* **SOURCE**:
I get it, but if DP_DOWN_REP_MSG_RDY or DP_UP_REQ_MSG_RDY were the only
events to ack, and they were already acked in drm_dp_mst_hpd_irq(), we
should not do an extra "nop" ack.

The caller of drm_dp_mst_hpd_irq() needs to be able to conveniently
figure out what to ack, and what to not ack. And without duplicating the
logic within drm_dp_mst_hpd_irq().

BR,
Jani.



>> 
>> BR,
>> Jani.
>> 
>> 
>> 
>> > +
>> >  		if (!intel_dp_ack_sink_irq_esi(intel_dp, ack))
>> >  			drm_dbg_kms(&i915->drm, "Failed to ack ESI\n");
>> >  	}
>> > diff --git a/drivers/gpu/drm/nouveau/dispnv50/disp.c
>> > b/drivers/gpu/drm/nouveau/dispnv50/disp.c
>> > index edcb2529b402..e905987104ed 100644
>> > --- a/drivers/gpu/drm/nouveau/dispnv50/disp.c
>> > +++ b/drivers/gpu/drm/nouveau/dispnv50/disp.c
>> > @@ -1336,6 +1336,8 @@ nv50_mstm_service(struct nouveau_drm *drm,
>> >  		if (!handled)

Location annotation dataset excerpts
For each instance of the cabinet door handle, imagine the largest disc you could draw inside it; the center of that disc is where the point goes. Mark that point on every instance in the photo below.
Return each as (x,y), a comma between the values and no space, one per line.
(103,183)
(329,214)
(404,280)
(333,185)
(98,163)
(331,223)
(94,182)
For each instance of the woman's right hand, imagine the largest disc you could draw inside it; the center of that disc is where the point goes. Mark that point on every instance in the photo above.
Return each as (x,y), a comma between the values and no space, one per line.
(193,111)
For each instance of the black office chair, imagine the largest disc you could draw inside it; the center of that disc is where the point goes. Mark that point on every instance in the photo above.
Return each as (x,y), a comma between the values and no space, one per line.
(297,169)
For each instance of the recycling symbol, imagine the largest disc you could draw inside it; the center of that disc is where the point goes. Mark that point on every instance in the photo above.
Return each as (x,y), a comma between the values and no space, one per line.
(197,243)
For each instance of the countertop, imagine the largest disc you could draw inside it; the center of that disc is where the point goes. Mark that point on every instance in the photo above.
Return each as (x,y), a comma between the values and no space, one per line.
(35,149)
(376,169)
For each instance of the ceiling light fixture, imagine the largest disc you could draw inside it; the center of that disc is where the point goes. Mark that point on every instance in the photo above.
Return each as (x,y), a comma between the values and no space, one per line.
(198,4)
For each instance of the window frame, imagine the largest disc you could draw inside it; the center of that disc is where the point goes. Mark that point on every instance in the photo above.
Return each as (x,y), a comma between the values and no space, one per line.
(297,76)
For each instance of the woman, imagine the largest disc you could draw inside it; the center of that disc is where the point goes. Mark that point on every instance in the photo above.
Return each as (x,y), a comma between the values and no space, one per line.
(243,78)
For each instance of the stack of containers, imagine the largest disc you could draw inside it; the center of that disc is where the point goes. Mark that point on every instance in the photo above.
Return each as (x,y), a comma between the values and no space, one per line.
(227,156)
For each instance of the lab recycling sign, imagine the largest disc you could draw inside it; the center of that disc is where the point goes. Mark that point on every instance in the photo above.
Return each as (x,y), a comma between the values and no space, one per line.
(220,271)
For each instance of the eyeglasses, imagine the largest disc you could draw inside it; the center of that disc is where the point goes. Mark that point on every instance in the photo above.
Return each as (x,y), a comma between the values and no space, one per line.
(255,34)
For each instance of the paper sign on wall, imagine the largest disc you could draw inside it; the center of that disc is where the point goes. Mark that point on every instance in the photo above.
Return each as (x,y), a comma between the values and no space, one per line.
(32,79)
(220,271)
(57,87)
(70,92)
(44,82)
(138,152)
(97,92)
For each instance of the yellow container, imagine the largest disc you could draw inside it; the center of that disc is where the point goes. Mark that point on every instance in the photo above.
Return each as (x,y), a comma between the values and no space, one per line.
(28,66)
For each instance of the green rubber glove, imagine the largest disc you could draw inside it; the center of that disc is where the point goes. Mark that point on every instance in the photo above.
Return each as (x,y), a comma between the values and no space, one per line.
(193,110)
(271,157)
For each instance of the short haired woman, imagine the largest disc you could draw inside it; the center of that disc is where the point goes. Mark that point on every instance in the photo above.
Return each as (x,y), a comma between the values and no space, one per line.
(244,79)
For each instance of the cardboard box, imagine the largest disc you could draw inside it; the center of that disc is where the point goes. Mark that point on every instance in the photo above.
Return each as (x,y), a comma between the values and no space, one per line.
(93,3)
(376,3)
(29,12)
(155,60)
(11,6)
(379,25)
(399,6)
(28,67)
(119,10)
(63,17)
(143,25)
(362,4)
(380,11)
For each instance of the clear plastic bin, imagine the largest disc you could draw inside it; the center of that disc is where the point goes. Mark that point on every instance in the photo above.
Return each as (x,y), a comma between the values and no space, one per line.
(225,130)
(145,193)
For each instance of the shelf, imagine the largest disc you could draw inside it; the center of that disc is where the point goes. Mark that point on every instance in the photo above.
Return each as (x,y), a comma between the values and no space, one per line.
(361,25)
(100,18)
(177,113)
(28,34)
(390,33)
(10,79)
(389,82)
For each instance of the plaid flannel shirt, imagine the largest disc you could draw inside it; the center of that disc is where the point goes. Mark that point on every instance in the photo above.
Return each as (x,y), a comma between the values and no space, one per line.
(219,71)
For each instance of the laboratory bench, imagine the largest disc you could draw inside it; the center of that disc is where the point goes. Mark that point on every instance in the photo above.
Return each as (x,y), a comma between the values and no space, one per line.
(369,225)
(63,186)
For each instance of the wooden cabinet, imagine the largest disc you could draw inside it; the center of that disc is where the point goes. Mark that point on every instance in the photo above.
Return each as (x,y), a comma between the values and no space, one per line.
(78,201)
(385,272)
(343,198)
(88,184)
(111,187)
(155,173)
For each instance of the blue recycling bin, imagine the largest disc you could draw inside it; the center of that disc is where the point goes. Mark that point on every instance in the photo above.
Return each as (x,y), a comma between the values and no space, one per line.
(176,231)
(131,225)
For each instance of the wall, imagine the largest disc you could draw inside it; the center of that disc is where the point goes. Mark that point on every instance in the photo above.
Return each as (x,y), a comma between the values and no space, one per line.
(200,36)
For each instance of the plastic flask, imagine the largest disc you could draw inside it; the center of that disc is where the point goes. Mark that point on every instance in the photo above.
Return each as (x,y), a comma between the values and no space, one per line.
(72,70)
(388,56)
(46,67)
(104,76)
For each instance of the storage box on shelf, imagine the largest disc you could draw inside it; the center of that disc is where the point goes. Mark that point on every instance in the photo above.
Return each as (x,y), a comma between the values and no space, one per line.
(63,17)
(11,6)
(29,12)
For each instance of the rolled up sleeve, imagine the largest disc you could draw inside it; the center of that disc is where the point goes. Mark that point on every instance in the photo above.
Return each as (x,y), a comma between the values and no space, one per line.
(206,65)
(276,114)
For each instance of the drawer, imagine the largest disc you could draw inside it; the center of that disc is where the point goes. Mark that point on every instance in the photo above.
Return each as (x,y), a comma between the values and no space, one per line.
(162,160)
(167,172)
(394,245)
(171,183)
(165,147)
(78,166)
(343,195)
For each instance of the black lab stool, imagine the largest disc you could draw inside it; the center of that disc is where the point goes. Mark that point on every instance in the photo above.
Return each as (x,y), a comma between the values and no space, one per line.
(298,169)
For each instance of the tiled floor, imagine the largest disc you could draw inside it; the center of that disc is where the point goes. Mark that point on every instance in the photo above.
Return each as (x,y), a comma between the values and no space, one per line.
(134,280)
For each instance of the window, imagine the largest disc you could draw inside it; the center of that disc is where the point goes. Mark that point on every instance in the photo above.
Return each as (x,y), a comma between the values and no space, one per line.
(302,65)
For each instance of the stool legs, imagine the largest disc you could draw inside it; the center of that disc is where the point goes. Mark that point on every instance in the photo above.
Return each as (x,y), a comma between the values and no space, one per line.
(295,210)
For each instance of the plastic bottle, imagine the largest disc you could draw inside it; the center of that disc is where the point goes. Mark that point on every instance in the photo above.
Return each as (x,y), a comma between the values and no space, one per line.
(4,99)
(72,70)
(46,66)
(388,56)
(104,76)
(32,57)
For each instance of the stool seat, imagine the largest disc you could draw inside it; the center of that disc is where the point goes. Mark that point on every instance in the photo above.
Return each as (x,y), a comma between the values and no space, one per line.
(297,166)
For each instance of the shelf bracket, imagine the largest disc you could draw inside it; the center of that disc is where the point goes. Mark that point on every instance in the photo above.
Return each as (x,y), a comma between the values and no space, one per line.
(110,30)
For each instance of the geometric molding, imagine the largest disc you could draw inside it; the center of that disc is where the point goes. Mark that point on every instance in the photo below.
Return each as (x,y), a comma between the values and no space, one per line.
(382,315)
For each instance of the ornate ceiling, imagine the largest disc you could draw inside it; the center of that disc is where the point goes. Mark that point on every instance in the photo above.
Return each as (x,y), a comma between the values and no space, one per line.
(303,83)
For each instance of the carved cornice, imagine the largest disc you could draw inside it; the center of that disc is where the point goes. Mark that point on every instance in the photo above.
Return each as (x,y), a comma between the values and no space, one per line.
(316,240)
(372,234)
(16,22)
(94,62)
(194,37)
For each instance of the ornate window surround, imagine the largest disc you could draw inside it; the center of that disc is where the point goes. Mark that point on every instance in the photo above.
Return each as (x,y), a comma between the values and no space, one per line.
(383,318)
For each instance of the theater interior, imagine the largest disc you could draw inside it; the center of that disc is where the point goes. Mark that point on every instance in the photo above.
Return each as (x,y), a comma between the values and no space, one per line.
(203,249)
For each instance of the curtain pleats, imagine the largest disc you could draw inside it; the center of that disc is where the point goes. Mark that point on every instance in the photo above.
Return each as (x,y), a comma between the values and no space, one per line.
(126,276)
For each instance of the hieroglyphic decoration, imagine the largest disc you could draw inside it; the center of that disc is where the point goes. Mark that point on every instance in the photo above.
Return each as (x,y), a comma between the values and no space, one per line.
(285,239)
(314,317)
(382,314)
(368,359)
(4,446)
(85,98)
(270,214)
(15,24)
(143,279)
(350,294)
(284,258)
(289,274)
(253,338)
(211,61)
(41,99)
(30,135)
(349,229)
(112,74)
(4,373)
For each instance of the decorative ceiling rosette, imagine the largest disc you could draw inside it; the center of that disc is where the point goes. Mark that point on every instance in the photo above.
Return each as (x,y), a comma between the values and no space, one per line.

==

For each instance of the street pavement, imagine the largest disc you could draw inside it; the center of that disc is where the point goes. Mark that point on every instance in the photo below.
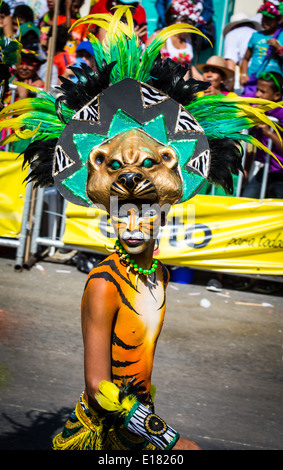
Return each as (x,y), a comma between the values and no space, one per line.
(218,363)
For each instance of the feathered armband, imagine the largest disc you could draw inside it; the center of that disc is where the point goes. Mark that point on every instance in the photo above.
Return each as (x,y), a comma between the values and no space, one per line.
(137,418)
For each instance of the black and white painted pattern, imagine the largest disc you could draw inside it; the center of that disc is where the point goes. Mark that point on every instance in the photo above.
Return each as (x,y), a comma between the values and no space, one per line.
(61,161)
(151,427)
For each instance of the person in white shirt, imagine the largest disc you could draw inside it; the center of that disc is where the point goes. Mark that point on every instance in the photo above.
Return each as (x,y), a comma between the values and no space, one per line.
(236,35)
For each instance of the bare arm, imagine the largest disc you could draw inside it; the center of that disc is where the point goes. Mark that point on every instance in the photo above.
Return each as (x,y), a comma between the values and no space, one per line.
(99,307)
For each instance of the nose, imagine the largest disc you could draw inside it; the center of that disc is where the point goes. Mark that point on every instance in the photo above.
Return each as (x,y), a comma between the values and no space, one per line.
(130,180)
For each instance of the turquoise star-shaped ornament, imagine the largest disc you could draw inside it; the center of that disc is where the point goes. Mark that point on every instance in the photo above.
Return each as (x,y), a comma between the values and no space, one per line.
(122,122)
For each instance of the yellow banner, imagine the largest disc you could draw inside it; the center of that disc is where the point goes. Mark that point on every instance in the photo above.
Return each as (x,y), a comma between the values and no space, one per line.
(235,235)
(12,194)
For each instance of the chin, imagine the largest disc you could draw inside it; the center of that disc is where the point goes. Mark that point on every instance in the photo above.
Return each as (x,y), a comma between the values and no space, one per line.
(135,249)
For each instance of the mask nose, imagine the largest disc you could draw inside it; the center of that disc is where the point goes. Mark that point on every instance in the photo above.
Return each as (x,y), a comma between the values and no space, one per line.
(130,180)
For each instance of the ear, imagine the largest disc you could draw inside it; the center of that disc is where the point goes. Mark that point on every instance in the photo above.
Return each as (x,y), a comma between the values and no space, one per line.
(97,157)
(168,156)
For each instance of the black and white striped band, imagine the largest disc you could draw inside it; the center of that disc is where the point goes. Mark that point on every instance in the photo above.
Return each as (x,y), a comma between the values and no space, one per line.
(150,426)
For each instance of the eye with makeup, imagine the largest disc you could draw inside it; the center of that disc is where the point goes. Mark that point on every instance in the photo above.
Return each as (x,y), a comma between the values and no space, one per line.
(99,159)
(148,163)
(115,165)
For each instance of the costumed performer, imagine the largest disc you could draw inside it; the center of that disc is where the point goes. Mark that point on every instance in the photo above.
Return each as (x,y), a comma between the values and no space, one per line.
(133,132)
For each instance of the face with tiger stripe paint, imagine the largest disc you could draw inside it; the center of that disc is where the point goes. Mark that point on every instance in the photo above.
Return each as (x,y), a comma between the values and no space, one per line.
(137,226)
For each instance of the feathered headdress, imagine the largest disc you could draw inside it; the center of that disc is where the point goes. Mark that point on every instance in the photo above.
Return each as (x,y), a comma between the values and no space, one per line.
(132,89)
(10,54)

* **EXERCISE REQUIREMENTS**:
1. Select every line of the records that contains the word "shirt", and copy each such line.
2. Extend the patch review discussion from the point at which it stops.

* **ANSWERS FOR THE EXERCISE**:
1.
For each instance of the plaid flannel shirt, imagine the largest disc you could draw inside it; the center of that disc is where the point goes. Mark that point on every instance in the photo above.
For each instance of the person in white shirt, imagine the largest disc you could draw inside it; the center of that disc is where the point goes. Mark that point on every instance in the photo above.

2.
>> >  			break;
>> >
>> > +		/* MSG_RDY ack is done in drm*/
>> > +		esi[1] &= ~(DP_DOWN_REP_MSG_RDY |
>> DP_UP_REQ_MSG_RDY);
>> >  		rc = drm_dp_dpcd_write(aux, DP_SINK_COUNT_ESI + 1,
>> &esi[1],
>> >  				       3);
>> 
>> Same here, this acks even if it's already been acked.
>> 
>> >  		if (rc != 3) {
>> 
>> --
>> Jani Nikula, Intel Open Source Graphics Center
>
> --
> Regards,
> Wayne Lin

Ville Syrjälä April 18, 2023, 2:01 p.m. UTC | #4

On Tue, Apr 18, 2023 at 02:09:05PM +0800, Wayne Lin wrote:
> [Why & How]
> The sequence for collecting down_reply/up_request from source
> perspective should be:
> 
> Request_n->repeat (get partial reply of Request_n->clear message ready
> flag to ack DPRX that the message is received) till all partial
> replies for Request_n are received->new Request_n+1.
> 
> While assembling partial reply packets, reading out DPCD DOWN_REP
> Sideband MSG buffer + clearing DOWN_REP_MSG_RDY flag should be
> wrapped up as a complete operation for reading out a reply packet.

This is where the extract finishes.